▶ [Record list]

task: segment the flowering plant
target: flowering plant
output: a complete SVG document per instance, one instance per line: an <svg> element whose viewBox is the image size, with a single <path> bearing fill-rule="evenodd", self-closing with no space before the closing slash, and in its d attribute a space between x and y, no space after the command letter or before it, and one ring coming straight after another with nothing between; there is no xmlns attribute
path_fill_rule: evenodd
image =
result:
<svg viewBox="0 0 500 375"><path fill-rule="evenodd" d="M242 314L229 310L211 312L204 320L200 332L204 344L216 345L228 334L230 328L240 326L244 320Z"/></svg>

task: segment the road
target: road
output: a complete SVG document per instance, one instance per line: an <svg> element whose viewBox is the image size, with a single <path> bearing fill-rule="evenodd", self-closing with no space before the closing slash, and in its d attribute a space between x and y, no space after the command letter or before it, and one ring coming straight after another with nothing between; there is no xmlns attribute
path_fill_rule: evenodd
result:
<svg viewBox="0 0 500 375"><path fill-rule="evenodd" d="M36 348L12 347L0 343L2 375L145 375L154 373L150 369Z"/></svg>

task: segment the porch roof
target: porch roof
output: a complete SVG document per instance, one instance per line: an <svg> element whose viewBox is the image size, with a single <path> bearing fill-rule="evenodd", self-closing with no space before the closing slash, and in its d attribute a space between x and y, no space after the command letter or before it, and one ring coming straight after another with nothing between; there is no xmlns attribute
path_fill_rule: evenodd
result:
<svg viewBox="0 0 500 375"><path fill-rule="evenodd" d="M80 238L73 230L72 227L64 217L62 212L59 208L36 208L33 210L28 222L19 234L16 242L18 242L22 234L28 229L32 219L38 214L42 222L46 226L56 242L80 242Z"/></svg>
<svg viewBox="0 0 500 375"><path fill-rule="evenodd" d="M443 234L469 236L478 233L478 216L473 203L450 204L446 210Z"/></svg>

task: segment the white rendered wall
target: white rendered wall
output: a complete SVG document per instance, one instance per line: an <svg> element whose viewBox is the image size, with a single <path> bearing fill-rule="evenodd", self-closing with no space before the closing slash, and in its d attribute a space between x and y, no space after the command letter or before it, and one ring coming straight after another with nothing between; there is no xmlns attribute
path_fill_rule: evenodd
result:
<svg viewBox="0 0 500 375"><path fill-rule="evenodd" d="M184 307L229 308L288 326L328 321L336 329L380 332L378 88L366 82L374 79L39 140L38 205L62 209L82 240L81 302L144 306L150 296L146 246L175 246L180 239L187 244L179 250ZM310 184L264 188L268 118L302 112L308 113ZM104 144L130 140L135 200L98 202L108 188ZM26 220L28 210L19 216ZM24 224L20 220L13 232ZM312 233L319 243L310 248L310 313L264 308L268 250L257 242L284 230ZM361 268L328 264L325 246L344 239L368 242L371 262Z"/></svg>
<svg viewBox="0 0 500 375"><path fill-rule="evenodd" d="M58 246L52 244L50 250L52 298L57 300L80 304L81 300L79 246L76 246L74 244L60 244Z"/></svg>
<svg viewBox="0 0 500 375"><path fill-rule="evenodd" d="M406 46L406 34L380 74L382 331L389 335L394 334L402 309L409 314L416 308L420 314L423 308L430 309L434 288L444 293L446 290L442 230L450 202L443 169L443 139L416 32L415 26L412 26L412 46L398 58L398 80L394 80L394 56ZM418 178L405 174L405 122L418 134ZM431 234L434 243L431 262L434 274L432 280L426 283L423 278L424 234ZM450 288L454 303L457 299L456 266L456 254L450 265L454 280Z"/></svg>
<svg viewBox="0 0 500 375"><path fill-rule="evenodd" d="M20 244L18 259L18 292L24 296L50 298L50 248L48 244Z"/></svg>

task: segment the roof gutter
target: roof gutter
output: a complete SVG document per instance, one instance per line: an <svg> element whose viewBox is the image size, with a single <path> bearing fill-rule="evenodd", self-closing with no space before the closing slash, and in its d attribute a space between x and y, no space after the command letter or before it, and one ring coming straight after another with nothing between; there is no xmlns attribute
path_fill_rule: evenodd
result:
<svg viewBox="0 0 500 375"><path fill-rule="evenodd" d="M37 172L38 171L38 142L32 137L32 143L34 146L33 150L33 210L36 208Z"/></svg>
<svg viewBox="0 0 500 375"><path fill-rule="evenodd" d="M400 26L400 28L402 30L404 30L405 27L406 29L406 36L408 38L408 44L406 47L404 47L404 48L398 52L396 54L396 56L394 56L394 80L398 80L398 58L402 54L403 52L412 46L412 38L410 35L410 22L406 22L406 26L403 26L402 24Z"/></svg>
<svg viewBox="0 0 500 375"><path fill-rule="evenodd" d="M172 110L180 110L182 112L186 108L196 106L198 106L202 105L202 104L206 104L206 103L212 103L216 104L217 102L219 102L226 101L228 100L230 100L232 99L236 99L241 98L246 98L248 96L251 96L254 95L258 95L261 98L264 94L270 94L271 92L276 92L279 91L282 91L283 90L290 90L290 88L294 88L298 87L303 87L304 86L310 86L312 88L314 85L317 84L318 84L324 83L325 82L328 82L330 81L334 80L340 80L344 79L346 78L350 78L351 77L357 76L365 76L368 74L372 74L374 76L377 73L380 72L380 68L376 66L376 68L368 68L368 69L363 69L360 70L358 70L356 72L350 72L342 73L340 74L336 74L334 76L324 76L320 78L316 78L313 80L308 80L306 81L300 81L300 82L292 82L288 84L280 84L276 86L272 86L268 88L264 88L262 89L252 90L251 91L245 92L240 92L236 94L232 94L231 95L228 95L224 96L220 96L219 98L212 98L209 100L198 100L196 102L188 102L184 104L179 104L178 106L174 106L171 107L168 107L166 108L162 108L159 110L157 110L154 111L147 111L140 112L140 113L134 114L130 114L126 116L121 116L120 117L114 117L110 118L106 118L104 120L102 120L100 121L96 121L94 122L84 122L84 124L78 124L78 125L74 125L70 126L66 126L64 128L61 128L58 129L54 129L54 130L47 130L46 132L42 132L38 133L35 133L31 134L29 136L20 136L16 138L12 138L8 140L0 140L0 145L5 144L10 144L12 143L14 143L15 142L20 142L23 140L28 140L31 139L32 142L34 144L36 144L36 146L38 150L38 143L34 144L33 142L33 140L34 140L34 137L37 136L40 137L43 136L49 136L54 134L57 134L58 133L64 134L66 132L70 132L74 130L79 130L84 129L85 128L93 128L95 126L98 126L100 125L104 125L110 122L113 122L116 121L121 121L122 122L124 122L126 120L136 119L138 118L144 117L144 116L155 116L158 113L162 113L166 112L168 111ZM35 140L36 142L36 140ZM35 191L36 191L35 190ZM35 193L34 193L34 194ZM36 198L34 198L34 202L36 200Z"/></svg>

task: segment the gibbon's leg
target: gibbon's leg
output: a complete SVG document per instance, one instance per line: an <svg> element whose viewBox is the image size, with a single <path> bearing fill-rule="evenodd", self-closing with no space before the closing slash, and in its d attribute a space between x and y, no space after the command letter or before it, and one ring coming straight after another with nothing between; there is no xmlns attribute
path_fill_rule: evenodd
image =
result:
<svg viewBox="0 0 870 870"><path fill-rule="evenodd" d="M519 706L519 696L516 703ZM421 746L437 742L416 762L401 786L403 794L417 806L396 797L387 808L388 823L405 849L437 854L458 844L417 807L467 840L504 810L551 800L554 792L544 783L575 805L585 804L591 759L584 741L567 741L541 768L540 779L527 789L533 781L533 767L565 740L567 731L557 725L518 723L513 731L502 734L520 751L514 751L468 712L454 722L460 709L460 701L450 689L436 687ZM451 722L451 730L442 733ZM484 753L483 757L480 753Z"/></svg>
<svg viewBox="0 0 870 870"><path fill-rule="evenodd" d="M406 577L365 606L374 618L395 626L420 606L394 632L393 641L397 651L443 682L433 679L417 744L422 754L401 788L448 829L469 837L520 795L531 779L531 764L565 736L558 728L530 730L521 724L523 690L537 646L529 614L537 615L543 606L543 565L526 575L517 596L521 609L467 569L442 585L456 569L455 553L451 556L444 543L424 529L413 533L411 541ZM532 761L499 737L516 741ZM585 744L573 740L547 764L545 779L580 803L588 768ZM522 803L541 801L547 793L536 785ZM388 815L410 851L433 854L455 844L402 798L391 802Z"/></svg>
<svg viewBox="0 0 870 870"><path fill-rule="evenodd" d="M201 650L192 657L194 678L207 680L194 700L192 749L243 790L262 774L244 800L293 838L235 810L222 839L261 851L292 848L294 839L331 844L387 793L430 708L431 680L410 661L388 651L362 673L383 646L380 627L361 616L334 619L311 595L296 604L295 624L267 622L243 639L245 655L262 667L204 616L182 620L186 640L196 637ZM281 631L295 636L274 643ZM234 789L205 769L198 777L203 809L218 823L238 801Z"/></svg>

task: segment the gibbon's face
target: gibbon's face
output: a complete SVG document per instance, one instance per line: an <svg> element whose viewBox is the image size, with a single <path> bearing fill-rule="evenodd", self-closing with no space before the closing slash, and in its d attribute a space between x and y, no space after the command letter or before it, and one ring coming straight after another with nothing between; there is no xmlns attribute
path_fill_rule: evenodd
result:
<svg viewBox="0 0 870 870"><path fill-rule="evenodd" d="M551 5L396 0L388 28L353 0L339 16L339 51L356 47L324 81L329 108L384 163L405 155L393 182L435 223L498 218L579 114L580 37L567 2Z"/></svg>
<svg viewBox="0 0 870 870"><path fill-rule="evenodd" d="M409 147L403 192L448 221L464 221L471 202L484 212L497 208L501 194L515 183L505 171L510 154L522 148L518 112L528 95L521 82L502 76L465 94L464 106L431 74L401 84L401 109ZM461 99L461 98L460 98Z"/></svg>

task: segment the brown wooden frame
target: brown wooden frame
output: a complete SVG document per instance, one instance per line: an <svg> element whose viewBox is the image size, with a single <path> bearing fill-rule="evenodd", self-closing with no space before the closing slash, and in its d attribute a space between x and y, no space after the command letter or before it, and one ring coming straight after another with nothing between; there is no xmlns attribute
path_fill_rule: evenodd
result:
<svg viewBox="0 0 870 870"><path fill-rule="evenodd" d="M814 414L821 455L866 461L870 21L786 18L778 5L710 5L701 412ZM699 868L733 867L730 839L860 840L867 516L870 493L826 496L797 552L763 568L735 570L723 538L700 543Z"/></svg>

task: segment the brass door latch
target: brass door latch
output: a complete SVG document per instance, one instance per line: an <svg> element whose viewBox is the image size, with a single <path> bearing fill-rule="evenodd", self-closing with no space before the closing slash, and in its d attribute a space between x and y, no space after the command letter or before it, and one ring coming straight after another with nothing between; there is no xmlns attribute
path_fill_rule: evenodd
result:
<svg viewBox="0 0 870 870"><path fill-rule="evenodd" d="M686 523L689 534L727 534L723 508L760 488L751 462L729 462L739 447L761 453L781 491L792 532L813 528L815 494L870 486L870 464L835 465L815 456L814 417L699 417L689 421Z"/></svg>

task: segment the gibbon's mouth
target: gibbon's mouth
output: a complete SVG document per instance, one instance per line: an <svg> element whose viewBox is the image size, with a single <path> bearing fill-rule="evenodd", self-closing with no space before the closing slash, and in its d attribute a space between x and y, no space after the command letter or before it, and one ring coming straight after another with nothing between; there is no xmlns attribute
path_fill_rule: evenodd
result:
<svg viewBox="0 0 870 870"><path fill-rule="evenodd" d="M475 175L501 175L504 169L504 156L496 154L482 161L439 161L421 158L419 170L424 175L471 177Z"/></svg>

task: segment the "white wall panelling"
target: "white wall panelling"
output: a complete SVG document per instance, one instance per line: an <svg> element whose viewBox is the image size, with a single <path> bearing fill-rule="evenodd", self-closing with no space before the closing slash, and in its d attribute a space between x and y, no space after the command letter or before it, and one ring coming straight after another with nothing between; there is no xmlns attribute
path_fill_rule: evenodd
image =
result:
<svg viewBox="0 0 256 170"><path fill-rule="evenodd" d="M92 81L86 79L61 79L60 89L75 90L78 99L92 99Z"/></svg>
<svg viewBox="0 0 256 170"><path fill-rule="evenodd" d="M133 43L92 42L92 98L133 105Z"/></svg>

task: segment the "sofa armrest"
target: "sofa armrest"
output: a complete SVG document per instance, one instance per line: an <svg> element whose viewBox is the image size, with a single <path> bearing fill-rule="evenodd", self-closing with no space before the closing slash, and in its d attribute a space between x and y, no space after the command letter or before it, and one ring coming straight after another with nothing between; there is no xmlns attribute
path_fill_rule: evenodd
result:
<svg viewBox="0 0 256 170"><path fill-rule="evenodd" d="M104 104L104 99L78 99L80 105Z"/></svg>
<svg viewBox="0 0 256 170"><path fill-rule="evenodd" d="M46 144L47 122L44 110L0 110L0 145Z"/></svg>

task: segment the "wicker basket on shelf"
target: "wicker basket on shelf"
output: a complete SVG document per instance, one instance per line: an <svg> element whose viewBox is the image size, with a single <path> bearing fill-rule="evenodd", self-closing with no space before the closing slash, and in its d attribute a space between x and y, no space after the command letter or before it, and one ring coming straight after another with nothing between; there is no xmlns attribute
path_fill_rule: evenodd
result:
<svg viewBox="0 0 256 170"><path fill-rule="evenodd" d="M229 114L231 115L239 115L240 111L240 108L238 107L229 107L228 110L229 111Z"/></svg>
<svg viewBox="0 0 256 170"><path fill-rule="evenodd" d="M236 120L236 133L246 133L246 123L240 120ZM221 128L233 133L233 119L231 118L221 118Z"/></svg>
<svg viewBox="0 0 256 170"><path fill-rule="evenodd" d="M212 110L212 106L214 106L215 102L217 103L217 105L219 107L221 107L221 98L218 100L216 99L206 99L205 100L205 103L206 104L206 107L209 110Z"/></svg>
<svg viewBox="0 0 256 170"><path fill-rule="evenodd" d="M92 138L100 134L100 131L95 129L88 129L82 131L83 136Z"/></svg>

▶ [Given exercise] Render the data from its first line through the line containing "target: flowering plant" as a Markdown table with the columns No. and Line. Give each line its own numbered row and leave out blank lines.

▶ [Answer to the problem]
| No. | Line |
|---|---|
| 1 | task: segment the flowering plant |
| 2 | target: flowering plant |